→ **Explore the material**:
1) In the review of the documentary about gay cures, who made the documentary?
2) Extend the review of the documentary about gay cures, picking up after its last sentence.

→ **Reading passage**:
========================================
“UNDERCOVER DOCTOR: CURE ME I’M GAY”— Investigating Gay Cures

undercover doctor

“Undercover Doctor: Cure Me, I’m Gay”

Investigating Gay Cures

Amos Lassen

 In Adam Boone’s new documentary, we meet Dr. Christian Jessen who goes undercover to “investigate and undertake controversial gay cures in the UK and the USA.” There is so much to be learned here about the “treatments” to cure homosexuality. It seems that for the right price one can lead a “normal” life. Dr. Jessen who is gay himself and a physician set out to discover all about the cure against gay. The result is an alarming yet insightful film.

The doctor assumes the role of patient, goes undercover in order to find out about the therapists and healers who believe that they can cure homosexuality or who really do not believe that they can but say so anyway.


Jessen first checked aversion therapy. They no longer use shock therapy or chemical castration—instead Jessen was given a drug that made him violently ill and as he sat in his own vomit, a voice on a tape repeated over and over that gay sex is unnatural and repugnant. The procedure itself is disgusting and was popular years ago but has been discredited totally but was still an available option in the 1980s through England’s National Health Service.
========================================
→ **Recorded information**:

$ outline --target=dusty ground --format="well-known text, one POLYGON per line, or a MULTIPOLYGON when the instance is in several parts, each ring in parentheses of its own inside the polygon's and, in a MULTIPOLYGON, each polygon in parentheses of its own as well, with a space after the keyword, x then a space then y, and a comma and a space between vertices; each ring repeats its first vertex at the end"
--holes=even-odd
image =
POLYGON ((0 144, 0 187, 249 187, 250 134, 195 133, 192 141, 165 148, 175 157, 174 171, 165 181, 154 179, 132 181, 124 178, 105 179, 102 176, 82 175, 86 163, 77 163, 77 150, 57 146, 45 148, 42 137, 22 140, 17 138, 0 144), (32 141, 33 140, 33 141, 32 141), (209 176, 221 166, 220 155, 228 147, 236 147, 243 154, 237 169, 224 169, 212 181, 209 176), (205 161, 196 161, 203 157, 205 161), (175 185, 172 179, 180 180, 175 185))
========================================
→ **Responses**:
1) Adam Boone.

2)
 Yet the real offense is the degrading procedure itself, one that whilst widely associated with the 1950s, was appallingly still available on the NHS as late as the ’80s.

Next the doctor traveled to America’s Bible Belt to experience same-sex conversion. Whatever the method, he discovered, be it was gay rehab or color therapy or anything else there was a demand for conversion from same-sex sexuality. It is stated that homosexuality can be cured.  Under the guise that homosexuality is the result of a traumatic experience, perhaps abuse, suffered as a child, is the current diagnosis of the day, a finding that Jessen personally and professionally rejected outright. There was an encounter with a group of young Evangelical Christians, who viewed homosexuality as a sin and worry about it. They see it as being caused by gay demons. With Jessen’s return to the England, he witnessed a pastor in East London conducting a human exorcism, to rid the person of the devil that dwelled within him.

The therapies that Jessen experienced had no affect on his sexual orientation. He was before a happy gay person and even after the experiments he was a part of remains a well-adjusted gay male. He is not alone. Along the way he met a family man who after five years of costly corrective counseling, is now living with his boyfriend.  We still hear about the ex-gay movement even though people know it is a fraud. We also leann that when subjects are asked to undergo a pupil dilation and penile arousal examination only one man medically over the age of participation, opted to put his newfound heterosexuality to the sexual lie detector test.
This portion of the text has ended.